| Challenge 1 |
In the Django MySQL ticket, rewrite the part that begins with the words "1) Django uses" and ends with "connection per thread.", switching "threads" to "processes".
| Challenge 2 |
Answer these questions on the Django MySQL ticket:
(a) For how long was the patch run without any problems?
(b) What does the implementation do with every retrieved connection?
(c) What does the patch do to threads that request connections?
| Challenge 3 |
Please carry on the Django MySQL ticket from where it stops.

[START Source passage]

Opened 10 years ago

Closed 9 years ago

Last modified 9 years ago

#463 closed defect (duplicate)

[patch] new mysql.DatabaseWrapper - solving multiple MySQL problems

Reported by: eugene@… Owned by: adrian
Component: Core (Other) Version:
Severity: major Keywords:
Cc: Triage Stage: Unreviewed
Has patch: yes Needs documentation: no
Needs tests: no Patch needs improvement: no
Easy pickings: UI/UX:

Description

This patch solves a problem of multiple errors while hosting Django app with FastCGI and MySQL. I was running it for 24 hours without any problems.

Some highlights:

1) Django uses the same connection for all threads. It breaks MySQL leading to numerous random CR_SERVER_GONE_ERROR and CR_SERVER_LOST errors. Every independently talking entity should have its own connection. I've implemented mysql.DatabaseWrapper using dictionary to keep one connection per thread.

2) During request for new connection, old connections are examined. If thread is gone, its connection is closed and garbage-collected.

3) MySQL connection can time-out depending on MySQL server settings. The standard practice is to ping() stored connections before use. My implementation does it for every retrieved connection.

Some potential problems:

1) I rename threads, which request connections, to make them unique. If some other code relies on thread names, it may be broken.

2) 24 hour testing is not enough for production quality code. Changes are very small and compact. They can be verified manually. But still it is not a full blown system test under different hosting scenarios.

[END Source passage]
[START Dataset]

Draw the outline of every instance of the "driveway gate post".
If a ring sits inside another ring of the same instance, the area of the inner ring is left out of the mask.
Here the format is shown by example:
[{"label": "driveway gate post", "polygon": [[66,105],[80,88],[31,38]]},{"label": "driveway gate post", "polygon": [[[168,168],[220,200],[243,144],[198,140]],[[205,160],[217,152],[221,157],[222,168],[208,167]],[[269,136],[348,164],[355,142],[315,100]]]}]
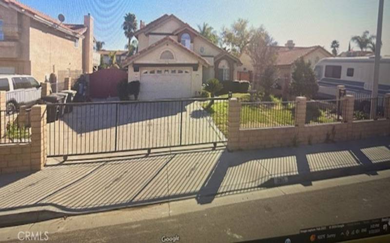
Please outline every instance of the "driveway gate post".
[{"label": "driveway gate post", "polygon": [[239,145],[241,104],[236,98],[230,99],[228,112],[228,150],[236,150]]}]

[END Dataset]

| Task result 1 |
1) Django uses the same connection for all processes. It breaks MySQL leading to numerous random CR_SERVER_GONE_ERROR and CR_SERVER_LOST errors. Every independently talking entity should have its own connection. I've implemented mysql.DatabaseWrapper using dictionary to keep one connection per thread.

| Task result 2 |
(a) For 24 hours.
(b) It pings it (calls ping()) before use.
(c) It renames them to make them unique.

| Task result 3 |
3) Please take a look at the code and verify that it is optimal --- my python experience is limited, I could implement something in sub-optimal way.

The patch:

Index: mysql.py
===================================================================
--- mysql.py	(revision 629)
+++ mysql.py	(working copy)
@@ -11,6 +11,9 @@
 from MySQLdb.constants import FIELD_TYPE
 import types
 
+import thread, threading
+from sets import Set
+
 DatabaseError = Database.DatabaseError
 
 django_conversions = conversions.copy()
@@ -23,32 +26,78 @@
 
 class DatabaseWrapper:
     def __init__(self):
-        self.connection = None
+        self.connections = {}
+        self.threads = Set()
+        self.lock = thread.allocate_lock()
         self.queries = []
+        
+    def _get_connection(self):
+        self.lock.acquire()
+        try:
+            # find existing connection
+            id = threading.currentThread().getName()
+            if id in self.connections:
+                connection = self.connections[id]
+                connection.ping()
+                return connection
+            # normalize thread name
+            if id != 'MainThread':
+                id = str(thread.get_ident())
+                threading.currentThread().setName(id)
+            # remove deadwood
+            dead = self.threads - Set([x.getName() for x in threading.enumerate()])
+            for name in dead:
+                self.connections[name].close()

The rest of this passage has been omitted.